Texto del ejercicio -
+-------+

Yo anduve con un zombie (1943)


No considero exagerado señalar que Jacques Tourneur se sentía a gusto dentro de la serie B, pues, la producción barata le permitía un libertad creativa superior a la concedida en las producciones de alto presupuesto, mucho más controladas por los estudios y por el humor de las estrellas que en ellas participaban. Lo mismo podría decirse de Val Lewton, productor con inquietudes artísticas y encargado de dirigir el departamento de películas de bajo coste de la RKOTourneur y Lewton habían iniciado su productiva relación profesional mediada la década de 1930, pero fue en el siguiente decenio cuando ambos alcanzaron notoriedad compartida, con tres referentes del terror sugerido: La mujer pantera (Cat People, 1942), Yo anduve con un zombie (I Walked with a Zombie, 1943) y El hombre leopardo (The Leopard Man, 1943). De las tres, Tourneur nunca ocultó su predilección por Yo anduve con un zombie, quizá porque en ella combinó con maestría la poesía que mana de sus imágenes con la historia de amor que narra, la misma que se ve imposibilitada por los fantasmas del pasado que habitan en el presente de los personajes cuyo deambular no desentonaría en el romanticismo inglés decimonónico.

+-------+

Datos de señalamiento mediante expresiones referenciales
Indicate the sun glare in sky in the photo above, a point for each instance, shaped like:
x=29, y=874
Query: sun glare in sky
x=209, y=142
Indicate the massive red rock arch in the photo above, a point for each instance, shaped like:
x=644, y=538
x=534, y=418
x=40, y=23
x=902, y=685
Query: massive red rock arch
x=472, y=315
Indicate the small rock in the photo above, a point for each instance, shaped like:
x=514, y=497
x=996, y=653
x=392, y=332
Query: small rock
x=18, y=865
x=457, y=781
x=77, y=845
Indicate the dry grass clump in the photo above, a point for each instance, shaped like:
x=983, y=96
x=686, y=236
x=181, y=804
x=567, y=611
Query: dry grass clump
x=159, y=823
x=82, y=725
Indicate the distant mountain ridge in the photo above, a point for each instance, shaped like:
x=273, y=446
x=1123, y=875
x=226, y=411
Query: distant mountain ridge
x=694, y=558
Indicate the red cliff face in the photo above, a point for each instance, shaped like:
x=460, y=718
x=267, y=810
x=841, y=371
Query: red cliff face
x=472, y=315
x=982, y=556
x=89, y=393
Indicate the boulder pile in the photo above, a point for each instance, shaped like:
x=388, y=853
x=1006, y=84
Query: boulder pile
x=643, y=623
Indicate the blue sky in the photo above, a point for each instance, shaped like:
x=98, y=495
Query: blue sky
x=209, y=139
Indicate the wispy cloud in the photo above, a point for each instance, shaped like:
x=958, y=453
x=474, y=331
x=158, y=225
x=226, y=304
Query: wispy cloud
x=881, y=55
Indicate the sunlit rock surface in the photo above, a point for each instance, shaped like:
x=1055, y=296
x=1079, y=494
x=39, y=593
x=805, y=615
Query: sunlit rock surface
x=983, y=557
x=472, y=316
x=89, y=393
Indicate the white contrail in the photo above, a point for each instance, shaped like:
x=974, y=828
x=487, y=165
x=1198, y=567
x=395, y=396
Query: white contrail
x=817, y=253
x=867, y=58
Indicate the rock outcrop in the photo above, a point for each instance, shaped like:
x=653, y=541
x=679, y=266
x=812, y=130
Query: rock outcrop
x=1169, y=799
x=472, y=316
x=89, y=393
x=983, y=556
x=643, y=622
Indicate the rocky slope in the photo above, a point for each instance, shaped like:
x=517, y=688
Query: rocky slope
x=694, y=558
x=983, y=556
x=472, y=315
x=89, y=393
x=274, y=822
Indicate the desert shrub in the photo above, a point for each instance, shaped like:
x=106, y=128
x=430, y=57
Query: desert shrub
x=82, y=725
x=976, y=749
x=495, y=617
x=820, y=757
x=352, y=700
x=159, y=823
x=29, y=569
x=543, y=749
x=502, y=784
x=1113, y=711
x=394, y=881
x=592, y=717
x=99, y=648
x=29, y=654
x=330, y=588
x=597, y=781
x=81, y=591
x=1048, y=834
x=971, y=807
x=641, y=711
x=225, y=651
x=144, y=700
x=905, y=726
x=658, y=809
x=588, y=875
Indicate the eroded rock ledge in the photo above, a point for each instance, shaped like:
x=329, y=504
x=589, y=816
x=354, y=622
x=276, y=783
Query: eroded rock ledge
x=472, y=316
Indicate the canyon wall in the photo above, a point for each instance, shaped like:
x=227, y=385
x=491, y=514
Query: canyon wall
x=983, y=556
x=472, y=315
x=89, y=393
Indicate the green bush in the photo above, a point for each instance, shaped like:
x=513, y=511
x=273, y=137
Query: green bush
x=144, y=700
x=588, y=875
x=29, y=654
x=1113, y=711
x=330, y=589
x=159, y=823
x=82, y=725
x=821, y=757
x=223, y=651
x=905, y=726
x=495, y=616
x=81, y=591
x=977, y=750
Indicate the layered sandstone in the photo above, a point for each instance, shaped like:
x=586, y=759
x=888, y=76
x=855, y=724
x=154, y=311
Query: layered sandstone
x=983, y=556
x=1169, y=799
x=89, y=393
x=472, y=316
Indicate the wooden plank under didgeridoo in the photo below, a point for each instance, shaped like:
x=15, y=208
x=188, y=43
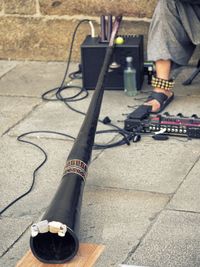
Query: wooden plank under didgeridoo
x=86, y=257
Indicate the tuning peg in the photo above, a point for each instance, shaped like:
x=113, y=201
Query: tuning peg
x=194, y=116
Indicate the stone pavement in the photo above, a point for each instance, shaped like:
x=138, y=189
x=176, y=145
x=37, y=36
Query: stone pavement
x=141, y=201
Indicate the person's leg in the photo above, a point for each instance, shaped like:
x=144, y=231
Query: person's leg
x=168, y=41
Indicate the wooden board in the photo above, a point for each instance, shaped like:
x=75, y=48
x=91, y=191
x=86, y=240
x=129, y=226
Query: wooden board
x=86, y=257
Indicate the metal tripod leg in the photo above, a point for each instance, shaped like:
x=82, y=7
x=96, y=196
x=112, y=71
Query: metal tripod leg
x=193, y=75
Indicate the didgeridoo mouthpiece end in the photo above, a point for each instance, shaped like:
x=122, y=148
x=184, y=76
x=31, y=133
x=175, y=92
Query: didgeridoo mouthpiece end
x=54, y=249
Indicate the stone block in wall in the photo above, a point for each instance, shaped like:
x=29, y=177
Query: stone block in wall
x=131, y=8
x=49, y=39
x=27, y=7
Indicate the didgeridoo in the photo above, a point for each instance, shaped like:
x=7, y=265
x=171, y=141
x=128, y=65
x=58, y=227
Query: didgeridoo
x=55, y=238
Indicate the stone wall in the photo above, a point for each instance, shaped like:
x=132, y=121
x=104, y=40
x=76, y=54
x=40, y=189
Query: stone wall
x=42, y=29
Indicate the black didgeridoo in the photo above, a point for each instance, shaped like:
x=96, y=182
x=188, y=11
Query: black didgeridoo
x=47, y=246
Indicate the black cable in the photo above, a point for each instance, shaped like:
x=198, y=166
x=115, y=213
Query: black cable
x=62, y=87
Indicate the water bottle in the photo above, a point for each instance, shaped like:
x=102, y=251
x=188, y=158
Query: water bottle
x=130, y=84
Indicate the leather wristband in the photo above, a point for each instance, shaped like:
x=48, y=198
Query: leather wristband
x=162, y=83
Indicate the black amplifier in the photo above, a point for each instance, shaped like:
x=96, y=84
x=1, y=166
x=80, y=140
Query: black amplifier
x=92, y=57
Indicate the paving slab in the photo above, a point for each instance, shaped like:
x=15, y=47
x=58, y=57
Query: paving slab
x=17, y=251
x=117, y=219
x=187, y=196
x=173, y=241
x=107, y=219
x=56, y=116
x=193, y=89
x=17, y=164
x=14, y=109
x=147, y=165
x=6, y=66
x=33, y=78
x=10, y=231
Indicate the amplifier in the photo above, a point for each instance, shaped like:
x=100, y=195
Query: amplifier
x=92, y=57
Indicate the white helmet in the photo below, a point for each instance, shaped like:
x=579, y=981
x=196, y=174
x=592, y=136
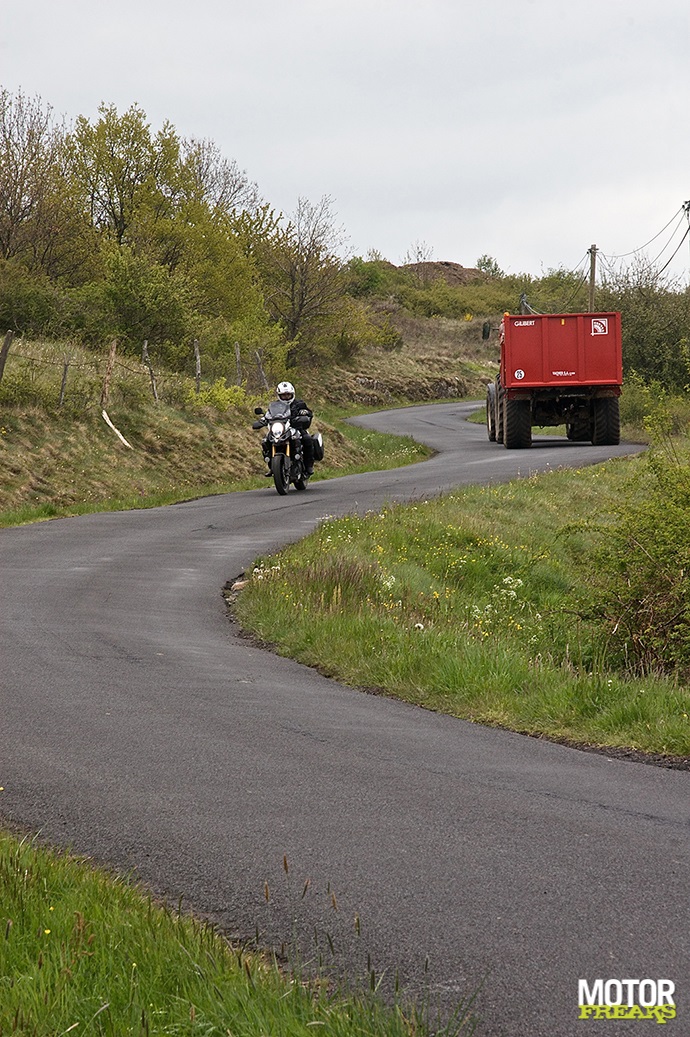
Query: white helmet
x=285, y=391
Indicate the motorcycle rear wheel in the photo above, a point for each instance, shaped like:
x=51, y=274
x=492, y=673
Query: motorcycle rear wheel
x=280, y=470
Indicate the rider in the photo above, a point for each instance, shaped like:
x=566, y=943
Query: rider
x=298, y=408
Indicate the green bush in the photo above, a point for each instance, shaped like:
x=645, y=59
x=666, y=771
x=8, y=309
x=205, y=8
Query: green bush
x=643, y=567
x=218, y=395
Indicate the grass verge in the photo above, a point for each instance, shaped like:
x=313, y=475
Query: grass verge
x=86, y=953
x=83, y=469
x=478, y=605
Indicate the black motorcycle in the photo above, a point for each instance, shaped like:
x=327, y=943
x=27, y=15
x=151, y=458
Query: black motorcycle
x=282, y=445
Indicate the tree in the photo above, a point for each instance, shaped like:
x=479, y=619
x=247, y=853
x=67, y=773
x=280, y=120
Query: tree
x=217, y=181
x=302, y=272
x=129, y=179
x=487, y=264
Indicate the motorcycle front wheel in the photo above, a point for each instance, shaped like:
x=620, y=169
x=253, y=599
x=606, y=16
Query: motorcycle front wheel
x=280, y=470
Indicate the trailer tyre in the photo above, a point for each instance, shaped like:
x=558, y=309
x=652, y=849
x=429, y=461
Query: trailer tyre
x=517, y=424
x=491, y=412
x=606, y=424
x=580, y=429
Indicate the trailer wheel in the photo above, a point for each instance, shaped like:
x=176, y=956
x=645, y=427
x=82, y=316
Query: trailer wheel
x=606, y=423
x=579, y=430
x=517, y=424
x=491, y=412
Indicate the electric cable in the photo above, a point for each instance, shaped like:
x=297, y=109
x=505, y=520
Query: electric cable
x=677, y=251
x=624, y=255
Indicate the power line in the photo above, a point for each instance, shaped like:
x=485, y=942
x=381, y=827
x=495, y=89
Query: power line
x=624, y=255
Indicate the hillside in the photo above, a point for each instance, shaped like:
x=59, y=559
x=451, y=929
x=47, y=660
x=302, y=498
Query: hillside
x=55, y=457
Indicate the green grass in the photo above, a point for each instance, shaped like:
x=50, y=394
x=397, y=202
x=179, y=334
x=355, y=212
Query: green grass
x=82, y=952
x=479, y=605
x=83, y=469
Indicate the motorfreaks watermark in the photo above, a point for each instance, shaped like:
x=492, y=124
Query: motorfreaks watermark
x=627, y=999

+-------+

Lo que se espera -
Conteste las siguientes preguntas con base en el texto sobre Yo anduve con un zombie:
(a) ¿Qué le permitía a Jacques Tourneur la producción barata?
(b) ¿Qué departamento de la RKO estaba encargado de dirigir Val Lewton?
(c) ¿Por cuál de las tres películas mencionadas nunca ocultó Tourneur su predilección?

Resultado de la tarea -
(a) Una libertad creativa superior a la concedida en las producciones de alto presupuesto.
(b) El departamento de películas de bajo coste.
(c) Por Yo anduve con un zombie (I Walked with a Zombie, 1943).